EXERCISE DATA: Begin
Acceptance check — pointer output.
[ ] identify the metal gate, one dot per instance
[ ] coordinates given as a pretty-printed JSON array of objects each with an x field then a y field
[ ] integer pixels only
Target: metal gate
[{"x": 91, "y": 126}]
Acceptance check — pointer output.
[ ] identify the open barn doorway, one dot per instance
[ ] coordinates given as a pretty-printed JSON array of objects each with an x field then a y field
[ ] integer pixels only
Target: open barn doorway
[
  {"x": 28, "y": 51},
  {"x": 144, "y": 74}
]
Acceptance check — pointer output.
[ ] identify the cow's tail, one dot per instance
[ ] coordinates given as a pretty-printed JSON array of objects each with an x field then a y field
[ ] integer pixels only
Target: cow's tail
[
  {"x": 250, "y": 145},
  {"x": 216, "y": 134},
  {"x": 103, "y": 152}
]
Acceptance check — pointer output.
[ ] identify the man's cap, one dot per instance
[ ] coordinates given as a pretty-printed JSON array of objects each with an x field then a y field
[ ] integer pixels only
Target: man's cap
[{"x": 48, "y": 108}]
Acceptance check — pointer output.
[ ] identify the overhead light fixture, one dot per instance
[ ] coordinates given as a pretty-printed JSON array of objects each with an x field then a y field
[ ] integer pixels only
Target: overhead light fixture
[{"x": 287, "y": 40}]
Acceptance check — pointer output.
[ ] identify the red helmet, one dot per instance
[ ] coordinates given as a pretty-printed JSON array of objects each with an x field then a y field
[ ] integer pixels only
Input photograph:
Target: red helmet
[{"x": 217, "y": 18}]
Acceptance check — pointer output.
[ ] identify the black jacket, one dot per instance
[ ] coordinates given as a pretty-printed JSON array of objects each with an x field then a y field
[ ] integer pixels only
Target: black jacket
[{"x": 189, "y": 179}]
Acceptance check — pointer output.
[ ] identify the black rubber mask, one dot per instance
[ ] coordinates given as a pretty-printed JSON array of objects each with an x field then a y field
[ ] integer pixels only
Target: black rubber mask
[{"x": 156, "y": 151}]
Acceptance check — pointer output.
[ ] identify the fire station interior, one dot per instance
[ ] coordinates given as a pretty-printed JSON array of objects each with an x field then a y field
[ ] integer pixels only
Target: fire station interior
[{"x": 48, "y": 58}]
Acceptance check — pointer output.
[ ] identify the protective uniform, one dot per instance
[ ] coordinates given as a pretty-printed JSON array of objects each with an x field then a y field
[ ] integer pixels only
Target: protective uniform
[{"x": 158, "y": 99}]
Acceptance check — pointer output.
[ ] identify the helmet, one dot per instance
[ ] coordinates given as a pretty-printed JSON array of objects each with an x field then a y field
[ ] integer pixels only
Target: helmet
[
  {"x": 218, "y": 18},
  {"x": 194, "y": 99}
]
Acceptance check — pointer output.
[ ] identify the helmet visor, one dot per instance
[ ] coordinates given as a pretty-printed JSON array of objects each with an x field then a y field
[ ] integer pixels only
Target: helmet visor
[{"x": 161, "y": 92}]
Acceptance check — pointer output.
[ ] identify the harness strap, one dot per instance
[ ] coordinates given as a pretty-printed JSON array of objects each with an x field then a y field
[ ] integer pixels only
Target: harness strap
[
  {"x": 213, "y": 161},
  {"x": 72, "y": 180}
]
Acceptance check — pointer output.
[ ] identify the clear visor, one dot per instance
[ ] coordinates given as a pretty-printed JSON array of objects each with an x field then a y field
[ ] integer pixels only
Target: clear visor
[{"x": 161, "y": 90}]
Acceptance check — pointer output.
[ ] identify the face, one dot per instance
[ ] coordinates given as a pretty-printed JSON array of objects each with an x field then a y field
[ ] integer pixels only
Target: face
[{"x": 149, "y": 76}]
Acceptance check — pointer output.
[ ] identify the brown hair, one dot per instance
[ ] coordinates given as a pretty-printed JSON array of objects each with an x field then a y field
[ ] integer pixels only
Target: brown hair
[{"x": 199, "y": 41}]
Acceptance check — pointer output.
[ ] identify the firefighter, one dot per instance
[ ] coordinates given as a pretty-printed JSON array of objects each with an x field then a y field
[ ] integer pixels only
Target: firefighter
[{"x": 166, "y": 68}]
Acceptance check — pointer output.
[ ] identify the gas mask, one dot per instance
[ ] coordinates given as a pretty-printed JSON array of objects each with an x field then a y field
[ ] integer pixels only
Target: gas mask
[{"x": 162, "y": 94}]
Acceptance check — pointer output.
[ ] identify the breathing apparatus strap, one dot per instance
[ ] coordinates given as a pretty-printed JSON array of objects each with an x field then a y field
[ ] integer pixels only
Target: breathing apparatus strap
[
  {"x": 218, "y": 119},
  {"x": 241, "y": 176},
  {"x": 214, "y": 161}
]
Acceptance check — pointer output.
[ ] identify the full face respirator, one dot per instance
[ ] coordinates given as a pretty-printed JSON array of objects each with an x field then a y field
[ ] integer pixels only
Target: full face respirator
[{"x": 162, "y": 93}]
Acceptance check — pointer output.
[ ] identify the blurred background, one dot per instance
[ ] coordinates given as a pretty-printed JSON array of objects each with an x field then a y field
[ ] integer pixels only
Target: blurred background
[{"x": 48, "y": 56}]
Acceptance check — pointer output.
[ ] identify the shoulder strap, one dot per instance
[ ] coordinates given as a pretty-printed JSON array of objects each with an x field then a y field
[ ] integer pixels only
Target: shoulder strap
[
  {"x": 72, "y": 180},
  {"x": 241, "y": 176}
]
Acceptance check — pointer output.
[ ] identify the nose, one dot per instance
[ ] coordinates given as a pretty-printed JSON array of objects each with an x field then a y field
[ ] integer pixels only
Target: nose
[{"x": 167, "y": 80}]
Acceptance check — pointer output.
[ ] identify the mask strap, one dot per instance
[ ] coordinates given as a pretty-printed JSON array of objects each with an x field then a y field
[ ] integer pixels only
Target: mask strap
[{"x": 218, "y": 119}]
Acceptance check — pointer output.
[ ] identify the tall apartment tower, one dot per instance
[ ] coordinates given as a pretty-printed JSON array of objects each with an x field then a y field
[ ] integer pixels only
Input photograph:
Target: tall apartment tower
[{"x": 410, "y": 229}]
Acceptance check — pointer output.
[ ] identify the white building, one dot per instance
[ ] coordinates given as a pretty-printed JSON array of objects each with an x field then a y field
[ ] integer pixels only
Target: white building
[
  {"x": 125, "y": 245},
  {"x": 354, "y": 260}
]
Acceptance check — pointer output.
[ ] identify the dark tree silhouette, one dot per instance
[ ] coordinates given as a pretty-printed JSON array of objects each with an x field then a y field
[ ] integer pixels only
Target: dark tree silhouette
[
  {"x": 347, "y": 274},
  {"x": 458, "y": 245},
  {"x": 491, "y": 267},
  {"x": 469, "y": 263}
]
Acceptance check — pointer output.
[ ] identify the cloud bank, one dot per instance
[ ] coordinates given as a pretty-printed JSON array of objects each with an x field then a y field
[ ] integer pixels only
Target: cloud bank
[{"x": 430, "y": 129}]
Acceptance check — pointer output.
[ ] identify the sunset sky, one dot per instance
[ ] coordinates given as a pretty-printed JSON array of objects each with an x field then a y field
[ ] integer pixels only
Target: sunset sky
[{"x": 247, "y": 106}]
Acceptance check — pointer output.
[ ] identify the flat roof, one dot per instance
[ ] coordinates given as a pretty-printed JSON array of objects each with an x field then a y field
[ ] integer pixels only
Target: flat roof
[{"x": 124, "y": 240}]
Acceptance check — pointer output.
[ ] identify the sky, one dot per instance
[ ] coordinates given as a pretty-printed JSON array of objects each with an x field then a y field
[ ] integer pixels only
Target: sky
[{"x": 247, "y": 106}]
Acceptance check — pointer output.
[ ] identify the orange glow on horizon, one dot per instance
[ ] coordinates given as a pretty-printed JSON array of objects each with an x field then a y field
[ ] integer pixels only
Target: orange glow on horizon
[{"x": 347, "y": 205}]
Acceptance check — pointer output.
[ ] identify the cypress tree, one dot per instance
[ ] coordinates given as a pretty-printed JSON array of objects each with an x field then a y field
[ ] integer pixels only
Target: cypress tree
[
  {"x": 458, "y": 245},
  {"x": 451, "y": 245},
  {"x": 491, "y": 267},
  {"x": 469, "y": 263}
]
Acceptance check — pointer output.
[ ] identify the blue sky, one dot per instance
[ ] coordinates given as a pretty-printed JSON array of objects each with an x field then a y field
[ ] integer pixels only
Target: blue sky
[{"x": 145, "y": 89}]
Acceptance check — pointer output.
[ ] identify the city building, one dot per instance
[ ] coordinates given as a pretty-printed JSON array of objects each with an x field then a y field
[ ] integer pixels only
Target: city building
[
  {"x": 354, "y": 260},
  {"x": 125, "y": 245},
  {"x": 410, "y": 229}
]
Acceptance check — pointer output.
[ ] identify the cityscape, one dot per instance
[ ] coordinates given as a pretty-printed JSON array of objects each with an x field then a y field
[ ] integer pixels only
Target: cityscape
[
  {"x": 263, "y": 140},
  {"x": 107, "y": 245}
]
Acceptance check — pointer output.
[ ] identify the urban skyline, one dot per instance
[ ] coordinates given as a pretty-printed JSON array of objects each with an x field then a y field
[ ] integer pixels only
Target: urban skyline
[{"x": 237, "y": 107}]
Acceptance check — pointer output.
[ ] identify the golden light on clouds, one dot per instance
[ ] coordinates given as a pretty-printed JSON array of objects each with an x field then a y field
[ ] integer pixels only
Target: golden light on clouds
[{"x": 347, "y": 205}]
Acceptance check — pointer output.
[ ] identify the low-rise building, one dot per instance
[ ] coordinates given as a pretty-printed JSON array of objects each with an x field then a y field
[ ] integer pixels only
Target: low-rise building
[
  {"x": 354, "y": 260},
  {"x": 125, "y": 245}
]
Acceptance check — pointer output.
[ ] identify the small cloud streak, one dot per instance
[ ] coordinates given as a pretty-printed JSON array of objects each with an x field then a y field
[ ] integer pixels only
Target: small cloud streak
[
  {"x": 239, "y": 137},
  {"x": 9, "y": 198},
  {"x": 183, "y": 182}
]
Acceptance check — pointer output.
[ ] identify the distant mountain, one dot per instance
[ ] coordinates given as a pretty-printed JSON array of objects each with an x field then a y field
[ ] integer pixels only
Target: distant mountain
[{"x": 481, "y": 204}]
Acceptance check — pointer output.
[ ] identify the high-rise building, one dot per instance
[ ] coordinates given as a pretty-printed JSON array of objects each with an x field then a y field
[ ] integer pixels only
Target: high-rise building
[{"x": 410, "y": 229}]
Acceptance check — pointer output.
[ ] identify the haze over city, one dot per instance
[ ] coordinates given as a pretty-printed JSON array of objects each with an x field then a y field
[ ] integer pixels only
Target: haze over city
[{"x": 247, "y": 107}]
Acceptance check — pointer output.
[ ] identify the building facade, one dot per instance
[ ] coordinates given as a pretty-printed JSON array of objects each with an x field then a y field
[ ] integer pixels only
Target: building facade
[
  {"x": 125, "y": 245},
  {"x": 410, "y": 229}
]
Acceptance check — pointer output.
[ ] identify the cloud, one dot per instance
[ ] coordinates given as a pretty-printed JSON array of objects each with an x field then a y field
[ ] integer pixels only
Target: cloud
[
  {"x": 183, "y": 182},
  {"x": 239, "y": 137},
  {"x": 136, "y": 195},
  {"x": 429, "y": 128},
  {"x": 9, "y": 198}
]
EXERCISE DATA: End
Set down again, word for word, the stretch of records from the line with "Target: cloud bank" to the line with "[ ] identify the orange", both of those lines included.

Target: cloud bank
[{"x": 430, "y": 129}]
Acceptance check — pointer output.
[ ] identify the sunset sky, one dot per instance
[ ] coordinates given as a pretty-printed JSON array of objects each with an x field then a y field
[ ] integer pixels only
Target: sunset sky
[{"x": 247, "y": 106}]
Acceptance check — pointer output.
[ ] identify the flat roof, one dot per instance
[ ] coordinates given as a pretty-printed JSON array of objects each with an x field then a y field
[ ] integer pixels only
Target: flat roof
[{"x": 124, "y": 240}]
Acceptance check — pointer output.
[ ] identify the sky, one dot per instance
[ ] coordinates given as a pretty-printed JSON array of objects each with an x field then a y field
[ ] integer pixels only
Target: sky
[{"x": 247, "y": 106}]
Acceptance check — pointer output.
[ ] identify the orange glow on horizon, one dot per instance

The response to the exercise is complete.